Problem details => Edit the listing from the line containing "trace: orange moth" down to the line containing "POLYGON ((131 240, 177", replacing "orange moth" with "brown moth" and leaving everything else in those lines unchanged.

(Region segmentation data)
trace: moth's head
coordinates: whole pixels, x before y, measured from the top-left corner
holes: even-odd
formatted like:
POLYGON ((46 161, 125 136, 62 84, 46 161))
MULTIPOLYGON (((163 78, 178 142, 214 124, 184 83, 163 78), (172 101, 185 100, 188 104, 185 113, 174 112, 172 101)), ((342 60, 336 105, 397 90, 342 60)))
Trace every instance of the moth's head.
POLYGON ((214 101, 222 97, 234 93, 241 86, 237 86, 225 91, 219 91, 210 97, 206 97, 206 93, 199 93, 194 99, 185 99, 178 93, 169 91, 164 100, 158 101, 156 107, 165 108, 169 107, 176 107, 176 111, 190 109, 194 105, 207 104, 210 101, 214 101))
* * *
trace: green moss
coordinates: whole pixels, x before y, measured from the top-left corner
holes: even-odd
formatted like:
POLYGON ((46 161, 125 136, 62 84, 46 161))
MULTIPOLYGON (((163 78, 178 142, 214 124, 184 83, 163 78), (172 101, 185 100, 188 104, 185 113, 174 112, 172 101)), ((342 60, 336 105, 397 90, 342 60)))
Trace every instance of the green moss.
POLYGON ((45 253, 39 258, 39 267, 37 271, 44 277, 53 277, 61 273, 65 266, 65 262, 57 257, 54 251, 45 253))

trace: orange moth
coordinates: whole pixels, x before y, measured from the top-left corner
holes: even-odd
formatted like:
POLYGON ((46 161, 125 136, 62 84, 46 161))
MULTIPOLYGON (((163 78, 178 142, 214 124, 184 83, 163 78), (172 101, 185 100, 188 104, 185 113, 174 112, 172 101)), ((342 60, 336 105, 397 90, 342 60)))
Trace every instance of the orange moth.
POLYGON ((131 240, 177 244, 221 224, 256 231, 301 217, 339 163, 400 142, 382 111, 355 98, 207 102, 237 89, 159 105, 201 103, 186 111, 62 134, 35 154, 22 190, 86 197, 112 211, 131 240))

Worked solution =>
trace: brown moth
coordinates: whole pixels, x before y, measured from the top-left corner
holes: even-odd
formatted like:
POLYGON ((46 161, 125 136, 62 84, 46 161))
MULTIPOLYGON (((163 78, 178 142, 214 124, 184 83, 163 78), (172 101, 185 100, 188 104, 185 113, 174 112, 172 101)), ((342 60, 336 105, 397 90, 342 60)))
Trace every instance of the brown moth.
POLYGON ((131 240, 177 244, 221 224, 256 231, 301 217, 339 163, 400 142, 382 111, 355 98, 207 102, 237 89, 159 105, 201 103, 186 111, 62 134, 35 154, 22 190, 86 197, 112 211, 131 240))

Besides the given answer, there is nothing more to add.